• **WHAT TO DO**
a: Answer these questions from the Water Story passage, one per line, each marked like its question:
(i) What season is it in Sydney as the writer posts the article?
(ii) Which organ is linked with fear and anxiety?
(iii) From about when does the writer date the time of beginning to form the article's ideas?
b: Duplicate part of the Water Story passage word for word. Begin at the words "I begin with" and stop after "increase had slowed.".

*** Opening of SELECTED PASSAGE ***

I thought to re-present and blog this article “Water Story” now, partly because here in Sydney it is winter, which is the season that correlates to the element water in Chinese Five Element Theory, but also because globally these are uncertain and frightening times – the water organs Kidneys being associated with security and so the realms of home, work, community and family, and Urinary Bladder associated with fear and anxiety.
I begin with an introduction that looks back to when I began to formulate the ideas set in the main article. Through this time, from about the mid-1980’s on, the exponential rise in our population, which reflects so much of our impact on Earth, was still climbing – though the rate of increase had slowed.

*** Close of SELECTED PASSAGE ***
*** Opening of DATA EXTRACTS ***

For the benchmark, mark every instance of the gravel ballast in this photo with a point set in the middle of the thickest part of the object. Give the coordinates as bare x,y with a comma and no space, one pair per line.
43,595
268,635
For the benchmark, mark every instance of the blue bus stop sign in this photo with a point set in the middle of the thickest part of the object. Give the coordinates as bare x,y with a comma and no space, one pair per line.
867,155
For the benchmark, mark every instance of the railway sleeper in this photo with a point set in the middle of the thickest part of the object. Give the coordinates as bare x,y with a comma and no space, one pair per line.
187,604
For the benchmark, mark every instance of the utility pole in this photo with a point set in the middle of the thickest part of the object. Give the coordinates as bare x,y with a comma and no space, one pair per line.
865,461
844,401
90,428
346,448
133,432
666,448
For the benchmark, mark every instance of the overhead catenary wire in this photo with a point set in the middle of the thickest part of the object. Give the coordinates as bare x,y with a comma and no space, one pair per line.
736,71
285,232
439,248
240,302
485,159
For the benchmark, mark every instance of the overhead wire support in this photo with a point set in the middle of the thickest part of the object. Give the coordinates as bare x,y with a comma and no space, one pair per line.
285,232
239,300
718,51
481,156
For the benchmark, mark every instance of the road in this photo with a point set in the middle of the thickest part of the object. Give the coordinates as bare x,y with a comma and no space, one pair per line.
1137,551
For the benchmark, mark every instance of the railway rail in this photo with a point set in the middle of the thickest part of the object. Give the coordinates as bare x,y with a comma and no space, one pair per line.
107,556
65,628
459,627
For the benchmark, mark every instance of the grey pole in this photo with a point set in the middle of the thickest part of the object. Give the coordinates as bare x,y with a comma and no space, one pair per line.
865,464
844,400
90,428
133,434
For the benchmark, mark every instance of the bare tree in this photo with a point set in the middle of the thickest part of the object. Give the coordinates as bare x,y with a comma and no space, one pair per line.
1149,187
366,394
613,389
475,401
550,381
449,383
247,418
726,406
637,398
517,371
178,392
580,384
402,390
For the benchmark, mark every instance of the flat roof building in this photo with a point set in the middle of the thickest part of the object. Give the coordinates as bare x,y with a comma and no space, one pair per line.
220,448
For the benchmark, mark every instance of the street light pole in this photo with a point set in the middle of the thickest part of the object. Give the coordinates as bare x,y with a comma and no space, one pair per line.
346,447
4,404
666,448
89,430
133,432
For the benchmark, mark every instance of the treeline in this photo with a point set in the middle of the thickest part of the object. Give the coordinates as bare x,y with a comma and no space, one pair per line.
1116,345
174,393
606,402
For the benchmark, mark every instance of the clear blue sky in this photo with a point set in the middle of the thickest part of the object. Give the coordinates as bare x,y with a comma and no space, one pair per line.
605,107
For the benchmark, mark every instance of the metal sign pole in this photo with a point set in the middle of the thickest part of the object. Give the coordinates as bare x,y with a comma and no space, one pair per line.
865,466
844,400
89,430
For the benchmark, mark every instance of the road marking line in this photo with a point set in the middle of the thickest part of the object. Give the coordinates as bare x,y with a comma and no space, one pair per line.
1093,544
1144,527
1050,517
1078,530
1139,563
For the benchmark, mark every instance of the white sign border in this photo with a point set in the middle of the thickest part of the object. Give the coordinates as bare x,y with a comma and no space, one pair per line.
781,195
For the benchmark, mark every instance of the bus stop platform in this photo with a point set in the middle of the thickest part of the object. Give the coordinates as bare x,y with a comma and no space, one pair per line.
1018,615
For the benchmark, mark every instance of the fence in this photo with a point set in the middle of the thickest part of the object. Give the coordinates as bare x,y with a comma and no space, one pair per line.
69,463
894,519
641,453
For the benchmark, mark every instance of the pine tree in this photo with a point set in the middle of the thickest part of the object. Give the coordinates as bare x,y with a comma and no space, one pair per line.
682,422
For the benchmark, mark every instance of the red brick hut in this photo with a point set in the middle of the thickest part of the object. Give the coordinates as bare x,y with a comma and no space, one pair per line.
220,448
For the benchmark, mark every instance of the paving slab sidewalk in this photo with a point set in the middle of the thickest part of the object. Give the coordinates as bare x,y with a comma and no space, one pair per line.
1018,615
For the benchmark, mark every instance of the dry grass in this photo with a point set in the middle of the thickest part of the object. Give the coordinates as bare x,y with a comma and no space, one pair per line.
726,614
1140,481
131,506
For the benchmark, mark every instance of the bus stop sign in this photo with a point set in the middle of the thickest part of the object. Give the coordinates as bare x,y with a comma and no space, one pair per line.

*** Close of DATA EXTRACTS ***

• **ANSWERS TO THE EXERCISE**
a:
(i) Winter
(ii) Urinary Bladder
(iii) From about the mid-1980's on

b:
I begin with an introduction that looks back to when I began to formulate the ideas set in the main article. Through this time, from about the mid-1980’s on, the exponential rise in our population, which reflects so much of our impact on Earth, was still climbing – though the rate of increase had slowed.